Convert the items into a two-column CSV with the headers "instruction" and "location", one row per item, with each value in a single quoted field and line breaks replaced by spaces. Begin at the start of the items and stop after the line that contains "<point>184,136</point>". Leave the pictures out.

** BEGIN Listed entries **

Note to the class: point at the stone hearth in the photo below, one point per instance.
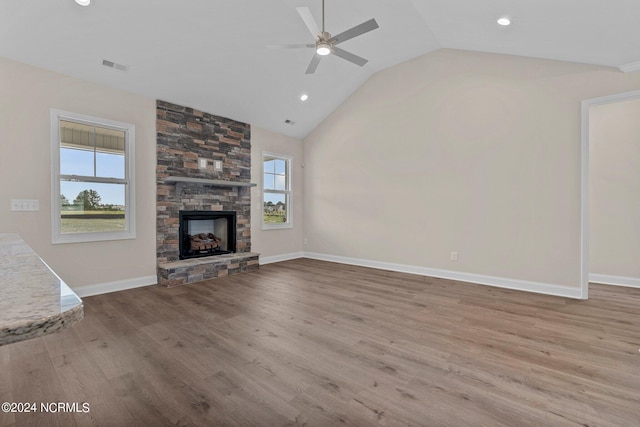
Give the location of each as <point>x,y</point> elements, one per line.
<point>184,136</point>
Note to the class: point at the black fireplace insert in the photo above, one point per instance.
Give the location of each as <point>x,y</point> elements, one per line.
<point>207,233</point>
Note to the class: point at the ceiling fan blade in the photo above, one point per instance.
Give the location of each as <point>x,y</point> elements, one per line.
<point>313,64</point>
<point>307,17</point>
<point>365,27</point>
<point>290,46</point>
<point>358,60</point>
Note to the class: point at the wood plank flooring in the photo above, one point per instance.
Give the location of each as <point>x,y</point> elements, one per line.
<point>313,343</point>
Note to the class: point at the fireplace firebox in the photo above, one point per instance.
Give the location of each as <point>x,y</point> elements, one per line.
<point>206,233</point>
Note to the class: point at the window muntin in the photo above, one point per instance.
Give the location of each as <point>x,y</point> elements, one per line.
<point>92,164</point>
<point>276,191</point>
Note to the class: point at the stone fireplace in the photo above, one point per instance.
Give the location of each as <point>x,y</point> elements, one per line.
<point>203,176</point>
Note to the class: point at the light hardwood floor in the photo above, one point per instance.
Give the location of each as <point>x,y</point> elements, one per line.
<point>313,343</point>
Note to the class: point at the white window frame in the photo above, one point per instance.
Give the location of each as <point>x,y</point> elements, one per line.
<point>288,192</point>
<point>129,232</point>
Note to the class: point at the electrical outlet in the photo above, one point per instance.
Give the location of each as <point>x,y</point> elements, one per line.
<point>25,205</point>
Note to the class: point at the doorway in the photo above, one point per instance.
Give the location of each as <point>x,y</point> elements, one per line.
<point>587,187</point>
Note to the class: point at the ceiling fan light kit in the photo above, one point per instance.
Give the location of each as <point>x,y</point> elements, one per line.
<point>325,44</point>
<point>323,48</point>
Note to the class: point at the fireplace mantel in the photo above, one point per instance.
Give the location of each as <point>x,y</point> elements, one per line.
<point>205,181</point>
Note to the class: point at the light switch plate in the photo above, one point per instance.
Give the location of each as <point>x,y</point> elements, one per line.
<point>25,205</point>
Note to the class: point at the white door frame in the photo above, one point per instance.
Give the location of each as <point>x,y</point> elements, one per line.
<point>584,181</point>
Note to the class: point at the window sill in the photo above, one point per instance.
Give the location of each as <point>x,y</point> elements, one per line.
<point>91,237</point>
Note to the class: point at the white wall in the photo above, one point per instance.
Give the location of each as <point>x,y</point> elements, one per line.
<point>26,96</point>
<point>614,187</point>
<point>285,243</point>
<point>457,151</point>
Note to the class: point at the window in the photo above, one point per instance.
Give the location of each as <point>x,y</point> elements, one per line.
<point>92,163</point>
<point>276,191</point>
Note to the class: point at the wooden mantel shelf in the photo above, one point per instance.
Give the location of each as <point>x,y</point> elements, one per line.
<point>205,181</point>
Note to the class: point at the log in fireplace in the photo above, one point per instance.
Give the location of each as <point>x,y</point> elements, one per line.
<point>206,233</point>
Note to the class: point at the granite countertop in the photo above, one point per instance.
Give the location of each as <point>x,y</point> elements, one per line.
<point>34,301</point>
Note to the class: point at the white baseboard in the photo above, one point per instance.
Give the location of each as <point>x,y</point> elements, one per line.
<point>119,285</point>
<point>501,282</point>
<point>283,257</point>
<point>605,279</point>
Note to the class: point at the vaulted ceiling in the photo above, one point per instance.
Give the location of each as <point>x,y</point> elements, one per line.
<point>213,55</point>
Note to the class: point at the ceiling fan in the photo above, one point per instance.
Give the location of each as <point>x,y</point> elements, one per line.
<point>326,44</point>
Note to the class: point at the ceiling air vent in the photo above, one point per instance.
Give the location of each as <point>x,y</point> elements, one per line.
<point>114,65</point>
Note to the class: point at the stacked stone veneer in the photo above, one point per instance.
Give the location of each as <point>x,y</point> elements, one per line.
<point>183,136</point>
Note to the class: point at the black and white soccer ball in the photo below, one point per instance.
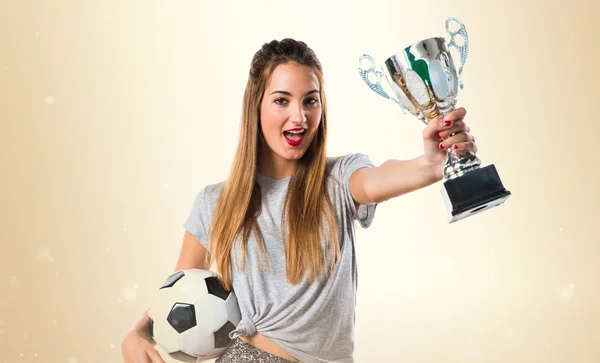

** END Listed entries **

_Completed exercise:_
instruction,location
"Note to the class: point at the stone hearth in the photo below, one point per instance. Give the location of each as <point>x,y</point> elements, one per line.","<point>184,136</point>"